----- AANGELEVERD UITTREKSEL -----

3.4.5. Middel I is eveneens gegrond voor zover het in meer algemene zin betoogt dat het Hof onvoldoende inzicht in zijn gedachtegang heeft gegeven. Het Hof heeft weliswaar opgesomd welke omstandigheden het ten gunste van zijn oordeel "van belang" acht, maar zijn uitspraak geeft er geen blijk van dat het rekening heeft gehouden met alle omstandigheden die de rechtsverhouding van partijen bepalen, waaronder ook de omstandigheden die in een andere richting wijzen, zoals die welke uit de statuten van belanghebbende blijken en/of door belanghebbende voor het Hof zijn aangevoerd. Bovendien blijkt uit 's Hofs uitspraak niet in welk opzicht de in onderdeel 4.7 van die uitspraak opgesomde omstandigheden naar het oordeel van het Hof op een gezagsverhouding wijzen (vgl. de onderdelen 8.7 en 8.8 van de conclusie van de Advocaat-Generaal).

3.4.6. Ook wat betreft de door het Hof in onderdeel 4.7 van zijn uitspraak vermelde omstandigheid dat de B-aandeelhouders geen stemrecht hebben ter zake van het opzeggen van hun aansluitingsovereenkomsten met belanghebbende, heeft te gelden dat daaraan niet op voorhand bijzonder zwaarwegende, laat staan doorslaggevende betekenis kan worden toegekend. Daarbij verdient opmerking dat de opzegging van een aansluitingsovereenkomst tussen rechtspersonen niet zonder meer kan worden gelijkgesteld met het ontslag van een werknemer (vgl. hetgeen hiervoor in 3.3.2 is overwogen).

-----

OPDRACHT: Welke omstandigheid over de B-aandeelhouders vermeldt het Hof volgens het uittreksel in onderdeel 4.7 van zijn uitspraak? Baseer je uitsluitend op het uittreksel.

----- GEËXTRAHEERDE GEGEVENS -----

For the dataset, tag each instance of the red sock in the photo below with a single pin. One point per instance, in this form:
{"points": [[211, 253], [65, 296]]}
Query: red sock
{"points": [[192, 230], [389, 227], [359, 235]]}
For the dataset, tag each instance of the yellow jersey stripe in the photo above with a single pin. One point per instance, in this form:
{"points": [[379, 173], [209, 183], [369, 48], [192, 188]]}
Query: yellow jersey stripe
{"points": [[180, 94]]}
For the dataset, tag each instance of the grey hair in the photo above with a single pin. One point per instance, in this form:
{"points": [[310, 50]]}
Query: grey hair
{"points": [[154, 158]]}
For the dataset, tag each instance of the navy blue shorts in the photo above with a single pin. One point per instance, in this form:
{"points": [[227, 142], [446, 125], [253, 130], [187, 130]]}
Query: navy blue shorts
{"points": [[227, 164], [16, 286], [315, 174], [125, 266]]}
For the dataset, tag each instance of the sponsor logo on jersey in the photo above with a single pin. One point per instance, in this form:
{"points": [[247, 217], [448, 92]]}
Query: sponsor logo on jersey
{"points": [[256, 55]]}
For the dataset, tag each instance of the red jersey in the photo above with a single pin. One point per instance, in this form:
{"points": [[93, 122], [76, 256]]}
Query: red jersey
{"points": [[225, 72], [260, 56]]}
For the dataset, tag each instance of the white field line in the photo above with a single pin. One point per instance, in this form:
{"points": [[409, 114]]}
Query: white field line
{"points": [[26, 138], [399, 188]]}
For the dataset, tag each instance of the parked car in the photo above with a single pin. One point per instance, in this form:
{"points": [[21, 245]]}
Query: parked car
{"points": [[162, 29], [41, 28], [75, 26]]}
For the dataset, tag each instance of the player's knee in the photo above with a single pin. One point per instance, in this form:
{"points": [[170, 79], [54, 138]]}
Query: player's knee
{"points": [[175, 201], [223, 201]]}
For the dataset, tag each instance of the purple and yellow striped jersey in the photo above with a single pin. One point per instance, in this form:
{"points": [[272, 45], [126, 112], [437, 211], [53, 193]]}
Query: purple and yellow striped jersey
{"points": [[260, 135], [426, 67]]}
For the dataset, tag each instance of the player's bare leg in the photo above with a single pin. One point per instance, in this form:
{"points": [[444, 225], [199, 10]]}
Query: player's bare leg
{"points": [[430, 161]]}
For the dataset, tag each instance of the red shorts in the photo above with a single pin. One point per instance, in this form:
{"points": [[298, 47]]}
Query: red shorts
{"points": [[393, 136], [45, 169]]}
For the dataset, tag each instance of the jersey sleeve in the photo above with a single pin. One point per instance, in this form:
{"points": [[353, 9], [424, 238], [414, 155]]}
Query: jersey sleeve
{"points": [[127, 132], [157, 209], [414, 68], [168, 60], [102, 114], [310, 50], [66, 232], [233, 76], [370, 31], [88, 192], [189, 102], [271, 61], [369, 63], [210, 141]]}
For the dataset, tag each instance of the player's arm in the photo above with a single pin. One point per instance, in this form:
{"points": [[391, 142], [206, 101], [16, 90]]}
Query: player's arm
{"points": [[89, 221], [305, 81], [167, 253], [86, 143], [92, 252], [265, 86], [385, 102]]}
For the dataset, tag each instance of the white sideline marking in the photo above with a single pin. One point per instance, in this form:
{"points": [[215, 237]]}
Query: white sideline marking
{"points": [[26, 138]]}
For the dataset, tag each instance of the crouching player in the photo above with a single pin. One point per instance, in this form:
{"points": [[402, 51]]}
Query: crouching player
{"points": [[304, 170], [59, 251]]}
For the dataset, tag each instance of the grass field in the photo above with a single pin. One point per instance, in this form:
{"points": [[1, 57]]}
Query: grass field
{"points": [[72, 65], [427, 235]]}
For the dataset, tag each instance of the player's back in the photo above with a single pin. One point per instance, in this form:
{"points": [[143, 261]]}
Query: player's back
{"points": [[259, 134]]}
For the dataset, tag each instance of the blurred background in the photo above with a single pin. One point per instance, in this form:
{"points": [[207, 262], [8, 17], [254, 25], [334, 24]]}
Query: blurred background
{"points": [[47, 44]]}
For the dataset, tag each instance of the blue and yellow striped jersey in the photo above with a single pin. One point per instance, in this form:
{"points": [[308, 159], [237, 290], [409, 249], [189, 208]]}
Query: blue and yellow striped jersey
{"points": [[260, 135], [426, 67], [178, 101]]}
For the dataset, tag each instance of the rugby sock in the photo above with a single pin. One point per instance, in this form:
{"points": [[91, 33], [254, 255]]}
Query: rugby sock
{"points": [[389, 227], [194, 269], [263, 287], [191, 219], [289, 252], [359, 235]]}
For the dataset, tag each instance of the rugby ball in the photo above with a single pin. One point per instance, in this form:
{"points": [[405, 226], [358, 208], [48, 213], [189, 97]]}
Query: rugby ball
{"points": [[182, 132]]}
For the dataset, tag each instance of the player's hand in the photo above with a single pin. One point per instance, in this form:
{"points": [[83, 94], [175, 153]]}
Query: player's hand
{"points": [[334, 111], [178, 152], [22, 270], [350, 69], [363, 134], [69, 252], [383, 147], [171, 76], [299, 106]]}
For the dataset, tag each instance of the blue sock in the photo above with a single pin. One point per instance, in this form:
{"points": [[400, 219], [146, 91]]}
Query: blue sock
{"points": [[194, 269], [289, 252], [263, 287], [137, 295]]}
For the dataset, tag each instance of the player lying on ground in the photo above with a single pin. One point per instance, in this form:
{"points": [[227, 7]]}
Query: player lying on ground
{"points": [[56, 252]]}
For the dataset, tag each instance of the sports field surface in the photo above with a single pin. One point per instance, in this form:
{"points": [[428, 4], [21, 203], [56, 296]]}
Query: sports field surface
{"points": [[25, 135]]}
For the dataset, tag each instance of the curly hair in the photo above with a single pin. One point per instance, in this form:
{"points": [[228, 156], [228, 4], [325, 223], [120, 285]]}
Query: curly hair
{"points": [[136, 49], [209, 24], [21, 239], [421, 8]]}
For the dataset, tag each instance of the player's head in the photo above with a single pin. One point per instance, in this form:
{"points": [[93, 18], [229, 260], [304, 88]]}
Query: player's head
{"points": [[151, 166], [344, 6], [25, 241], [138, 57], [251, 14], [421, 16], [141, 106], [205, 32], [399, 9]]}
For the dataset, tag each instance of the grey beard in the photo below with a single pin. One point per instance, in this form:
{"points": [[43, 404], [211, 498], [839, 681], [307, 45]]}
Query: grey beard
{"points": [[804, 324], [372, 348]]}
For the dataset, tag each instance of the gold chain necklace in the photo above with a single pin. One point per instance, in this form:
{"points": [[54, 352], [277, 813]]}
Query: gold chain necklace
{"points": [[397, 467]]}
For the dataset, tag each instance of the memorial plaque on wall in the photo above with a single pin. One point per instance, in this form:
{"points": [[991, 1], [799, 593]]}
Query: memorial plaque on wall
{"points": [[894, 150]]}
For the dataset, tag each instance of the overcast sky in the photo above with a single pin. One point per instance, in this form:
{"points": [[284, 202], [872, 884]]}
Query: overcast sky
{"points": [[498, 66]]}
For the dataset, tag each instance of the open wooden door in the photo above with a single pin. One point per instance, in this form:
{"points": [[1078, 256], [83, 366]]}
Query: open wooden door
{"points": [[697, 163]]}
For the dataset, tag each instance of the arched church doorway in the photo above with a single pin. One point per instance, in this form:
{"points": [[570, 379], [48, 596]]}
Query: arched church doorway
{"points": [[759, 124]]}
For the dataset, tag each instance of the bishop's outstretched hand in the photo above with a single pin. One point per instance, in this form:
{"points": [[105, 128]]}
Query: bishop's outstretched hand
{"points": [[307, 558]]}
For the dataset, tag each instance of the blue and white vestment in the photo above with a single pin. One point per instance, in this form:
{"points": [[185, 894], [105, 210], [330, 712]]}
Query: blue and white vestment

-----

UITKOMST OPDRACHT: Dat de B-aandeelhouders geen stemrecht hebben ter zake van het opzeggen van hun aansluitingsovereenkomsten met belanghebbende.